▶ YOUR ASSIGNMENT: Return nothing but the lines from the line containing "Where can you spot the tree canopy" through the last line of the records, reproduced exactly.
· · · ·
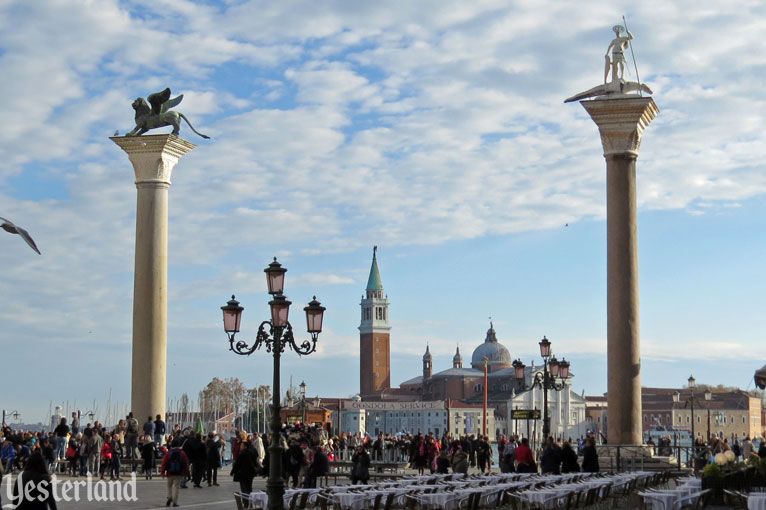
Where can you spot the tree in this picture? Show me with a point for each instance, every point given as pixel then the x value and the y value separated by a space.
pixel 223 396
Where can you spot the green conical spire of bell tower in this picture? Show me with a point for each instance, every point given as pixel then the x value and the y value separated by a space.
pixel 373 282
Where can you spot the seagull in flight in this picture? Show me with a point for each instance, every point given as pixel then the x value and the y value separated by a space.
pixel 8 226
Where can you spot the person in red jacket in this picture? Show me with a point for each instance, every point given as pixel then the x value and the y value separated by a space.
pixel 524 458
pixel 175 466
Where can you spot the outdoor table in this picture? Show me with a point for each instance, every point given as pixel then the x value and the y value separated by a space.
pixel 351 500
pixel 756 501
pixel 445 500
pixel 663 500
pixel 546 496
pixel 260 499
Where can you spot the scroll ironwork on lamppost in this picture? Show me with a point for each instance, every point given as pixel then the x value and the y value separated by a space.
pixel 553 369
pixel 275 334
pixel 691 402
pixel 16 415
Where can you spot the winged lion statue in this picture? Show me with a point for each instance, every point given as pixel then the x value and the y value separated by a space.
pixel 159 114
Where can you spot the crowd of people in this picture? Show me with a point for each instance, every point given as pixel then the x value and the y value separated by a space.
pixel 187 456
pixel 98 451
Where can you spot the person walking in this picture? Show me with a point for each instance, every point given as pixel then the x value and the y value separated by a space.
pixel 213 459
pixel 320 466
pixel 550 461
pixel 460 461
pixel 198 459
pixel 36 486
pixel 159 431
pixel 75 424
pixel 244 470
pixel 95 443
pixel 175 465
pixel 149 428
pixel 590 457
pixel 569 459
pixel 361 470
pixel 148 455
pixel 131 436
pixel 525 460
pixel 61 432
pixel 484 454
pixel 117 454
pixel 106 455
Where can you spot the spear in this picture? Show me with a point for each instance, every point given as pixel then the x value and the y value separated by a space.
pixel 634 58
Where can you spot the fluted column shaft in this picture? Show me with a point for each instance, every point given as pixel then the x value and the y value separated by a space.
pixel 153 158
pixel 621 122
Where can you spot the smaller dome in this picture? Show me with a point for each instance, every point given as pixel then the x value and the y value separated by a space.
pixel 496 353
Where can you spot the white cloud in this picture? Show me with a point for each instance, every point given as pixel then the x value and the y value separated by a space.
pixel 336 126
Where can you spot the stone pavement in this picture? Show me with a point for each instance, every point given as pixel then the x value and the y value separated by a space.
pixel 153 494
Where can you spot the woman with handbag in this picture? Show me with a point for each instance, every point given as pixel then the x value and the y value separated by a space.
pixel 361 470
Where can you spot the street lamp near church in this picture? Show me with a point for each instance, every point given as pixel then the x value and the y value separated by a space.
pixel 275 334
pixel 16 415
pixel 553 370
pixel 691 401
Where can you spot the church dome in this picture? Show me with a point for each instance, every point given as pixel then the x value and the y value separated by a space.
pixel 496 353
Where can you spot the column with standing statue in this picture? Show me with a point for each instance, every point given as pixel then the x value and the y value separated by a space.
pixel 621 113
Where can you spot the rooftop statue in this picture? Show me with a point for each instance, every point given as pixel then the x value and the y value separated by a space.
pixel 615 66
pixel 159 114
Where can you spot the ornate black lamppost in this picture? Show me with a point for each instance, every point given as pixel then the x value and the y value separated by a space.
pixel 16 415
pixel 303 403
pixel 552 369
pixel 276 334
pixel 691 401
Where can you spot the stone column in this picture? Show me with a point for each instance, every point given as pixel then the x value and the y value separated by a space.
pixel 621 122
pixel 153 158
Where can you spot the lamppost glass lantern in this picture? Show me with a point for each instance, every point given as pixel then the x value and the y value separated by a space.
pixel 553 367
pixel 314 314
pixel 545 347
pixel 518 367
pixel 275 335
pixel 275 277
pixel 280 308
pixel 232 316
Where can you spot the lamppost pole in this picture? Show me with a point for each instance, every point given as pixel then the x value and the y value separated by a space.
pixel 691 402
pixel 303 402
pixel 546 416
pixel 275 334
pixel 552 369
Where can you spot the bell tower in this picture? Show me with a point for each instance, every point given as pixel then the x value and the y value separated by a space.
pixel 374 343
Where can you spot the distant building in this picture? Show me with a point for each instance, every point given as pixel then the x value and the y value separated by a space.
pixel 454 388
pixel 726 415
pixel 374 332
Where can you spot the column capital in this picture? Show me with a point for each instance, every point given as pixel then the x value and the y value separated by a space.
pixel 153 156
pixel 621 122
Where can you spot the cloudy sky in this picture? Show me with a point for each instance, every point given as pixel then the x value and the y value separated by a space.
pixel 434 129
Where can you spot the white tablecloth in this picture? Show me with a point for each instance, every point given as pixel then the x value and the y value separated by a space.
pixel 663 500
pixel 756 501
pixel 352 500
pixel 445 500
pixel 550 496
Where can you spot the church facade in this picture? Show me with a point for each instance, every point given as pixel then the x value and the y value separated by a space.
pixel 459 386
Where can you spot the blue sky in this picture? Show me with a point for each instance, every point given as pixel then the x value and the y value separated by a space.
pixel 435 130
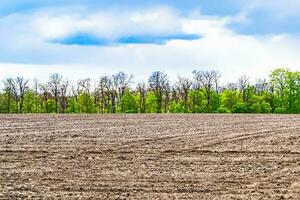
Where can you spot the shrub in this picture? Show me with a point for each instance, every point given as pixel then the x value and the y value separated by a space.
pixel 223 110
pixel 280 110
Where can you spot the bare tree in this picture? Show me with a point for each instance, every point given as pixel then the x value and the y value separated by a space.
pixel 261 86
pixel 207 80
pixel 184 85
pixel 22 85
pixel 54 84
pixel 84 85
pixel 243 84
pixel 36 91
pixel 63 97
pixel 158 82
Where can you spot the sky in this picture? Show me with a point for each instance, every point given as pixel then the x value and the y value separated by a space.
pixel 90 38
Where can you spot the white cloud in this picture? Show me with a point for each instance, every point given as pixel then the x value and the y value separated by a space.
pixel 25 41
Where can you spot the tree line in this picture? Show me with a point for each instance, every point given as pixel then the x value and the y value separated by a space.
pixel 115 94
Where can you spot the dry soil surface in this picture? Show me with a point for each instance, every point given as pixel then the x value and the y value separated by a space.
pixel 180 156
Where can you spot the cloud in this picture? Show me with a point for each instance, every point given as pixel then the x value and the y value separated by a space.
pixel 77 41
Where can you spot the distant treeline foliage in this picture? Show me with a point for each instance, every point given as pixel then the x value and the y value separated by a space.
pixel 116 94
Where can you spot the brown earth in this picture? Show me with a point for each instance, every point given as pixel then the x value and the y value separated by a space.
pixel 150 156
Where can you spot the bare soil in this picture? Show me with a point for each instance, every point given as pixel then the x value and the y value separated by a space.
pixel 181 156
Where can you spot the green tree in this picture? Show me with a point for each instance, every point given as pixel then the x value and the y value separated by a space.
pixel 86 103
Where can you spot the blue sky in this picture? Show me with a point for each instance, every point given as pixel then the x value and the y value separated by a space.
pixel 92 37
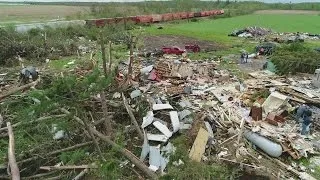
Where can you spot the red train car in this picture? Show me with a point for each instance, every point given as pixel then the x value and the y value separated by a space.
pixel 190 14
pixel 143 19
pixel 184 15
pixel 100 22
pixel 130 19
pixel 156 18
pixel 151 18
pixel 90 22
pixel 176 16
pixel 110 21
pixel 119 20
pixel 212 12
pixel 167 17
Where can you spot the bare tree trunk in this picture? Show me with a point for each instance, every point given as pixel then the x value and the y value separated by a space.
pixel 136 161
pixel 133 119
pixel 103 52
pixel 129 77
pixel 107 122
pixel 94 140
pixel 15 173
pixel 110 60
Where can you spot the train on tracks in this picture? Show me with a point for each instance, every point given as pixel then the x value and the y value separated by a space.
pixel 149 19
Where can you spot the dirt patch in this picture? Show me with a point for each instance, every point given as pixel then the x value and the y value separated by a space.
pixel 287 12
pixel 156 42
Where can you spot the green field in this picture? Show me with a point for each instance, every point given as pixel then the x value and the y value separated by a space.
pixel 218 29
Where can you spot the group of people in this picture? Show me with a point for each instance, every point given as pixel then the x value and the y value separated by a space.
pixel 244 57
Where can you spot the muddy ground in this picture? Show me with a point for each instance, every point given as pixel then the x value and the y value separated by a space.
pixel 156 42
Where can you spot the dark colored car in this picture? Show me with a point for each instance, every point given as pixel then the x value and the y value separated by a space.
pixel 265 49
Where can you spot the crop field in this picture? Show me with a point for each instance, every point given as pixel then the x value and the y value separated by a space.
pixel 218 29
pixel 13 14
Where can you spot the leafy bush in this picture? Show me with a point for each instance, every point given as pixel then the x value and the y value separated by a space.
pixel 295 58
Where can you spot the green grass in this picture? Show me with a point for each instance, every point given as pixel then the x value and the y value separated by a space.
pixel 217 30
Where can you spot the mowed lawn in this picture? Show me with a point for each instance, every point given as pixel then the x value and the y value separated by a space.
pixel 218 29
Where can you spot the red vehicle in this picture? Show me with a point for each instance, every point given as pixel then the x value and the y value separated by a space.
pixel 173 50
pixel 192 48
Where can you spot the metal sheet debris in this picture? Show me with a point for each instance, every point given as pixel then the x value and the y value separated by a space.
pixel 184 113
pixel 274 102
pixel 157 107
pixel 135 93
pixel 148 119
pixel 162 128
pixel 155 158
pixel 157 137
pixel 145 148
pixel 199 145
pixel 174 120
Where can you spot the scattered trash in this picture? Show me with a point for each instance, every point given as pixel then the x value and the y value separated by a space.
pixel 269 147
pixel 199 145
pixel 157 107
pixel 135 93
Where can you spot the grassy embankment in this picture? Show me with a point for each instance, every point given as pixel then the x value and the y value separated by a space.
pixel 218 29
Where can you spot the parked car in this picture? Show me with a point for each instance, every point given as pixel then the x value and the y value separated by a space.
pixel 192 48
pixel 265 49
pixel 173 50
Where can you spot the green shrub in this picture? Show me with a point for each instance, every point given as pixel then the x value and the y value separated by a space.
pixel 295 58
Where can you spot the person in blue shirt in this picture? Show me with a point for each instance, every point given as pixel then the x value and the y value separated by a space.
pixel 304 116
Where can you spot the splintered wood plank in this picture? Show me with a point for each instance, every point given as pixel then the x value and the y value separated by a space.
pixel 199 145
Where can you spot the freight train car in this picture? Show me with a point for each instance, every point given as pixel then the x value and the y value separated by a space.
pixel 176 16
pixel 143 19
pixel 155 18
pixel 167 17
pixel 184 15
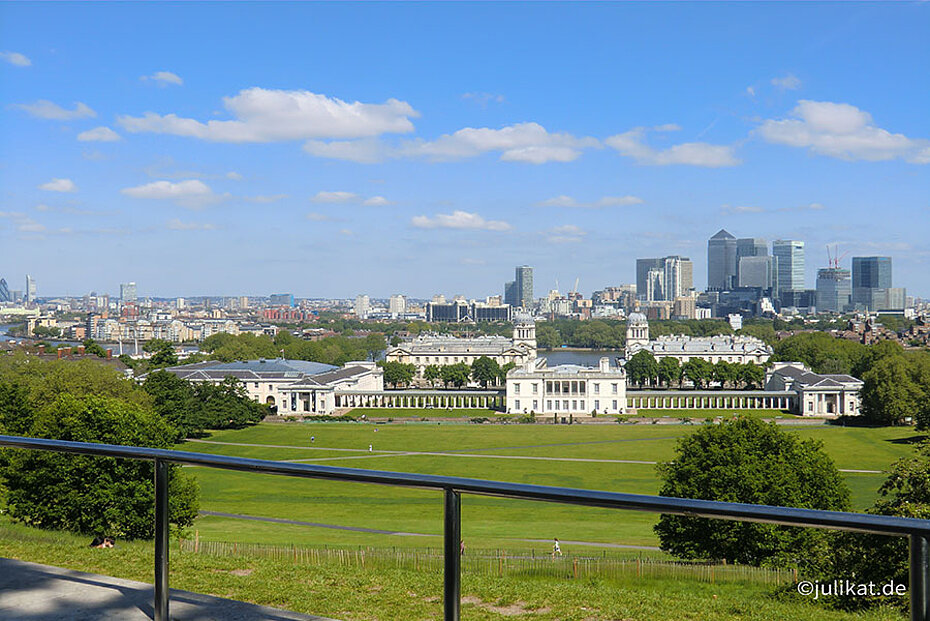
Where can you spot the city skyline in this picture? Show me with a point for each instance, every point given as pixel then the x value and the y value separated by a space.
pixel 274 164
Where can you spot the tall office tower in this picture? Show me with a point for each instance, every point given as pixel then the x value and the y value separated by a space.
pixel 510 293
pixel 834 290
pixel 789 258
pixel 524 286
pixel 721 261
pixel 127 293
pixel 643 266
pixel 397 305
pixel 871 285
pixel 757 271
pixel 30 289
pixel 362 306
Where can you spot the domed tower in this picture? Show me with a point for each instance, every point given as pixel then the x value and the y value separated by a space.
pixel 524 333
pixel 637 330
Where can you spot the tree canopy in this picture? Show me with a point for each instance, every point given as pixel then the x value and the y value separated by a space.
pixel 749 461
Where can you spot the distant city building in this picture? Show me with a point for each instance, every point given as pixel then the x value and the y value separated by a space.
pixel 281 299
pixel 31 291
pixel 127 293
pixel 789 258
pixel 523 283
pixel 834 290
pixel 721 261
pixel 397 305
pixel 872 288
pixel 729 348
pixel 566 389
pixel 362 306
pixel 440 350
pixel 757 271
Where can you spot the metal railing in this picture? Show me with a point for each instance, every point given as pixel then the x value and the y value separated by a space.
· · · ·
▶ SOLUTION TO THE EXERCISE:
Where can you spot the tree canopy in this picture? Show me with a point for each instance, every point given as pixel then the x value and the y value separated by a space.
pixel 749 461
Where can you spot the distant city building in this picture? Show me with a point for each instance, every point given as pixel then the x value and the y value separated by a space.
pixel 281 299
pixel 31 291
pixel 127 293
pixel 789 258
pixel 523 283
pixel 834 290
pixel 721 261
pixel 397 305
pixel 872 288
pixel 729 348
pixel 566 389
pixel 362 306
pixel 440 350
pixel 757 271
Where can you spot the metal railing in this picture? Show me with a point for each instance, every point given as pixel then the x value and the y value separated by a space.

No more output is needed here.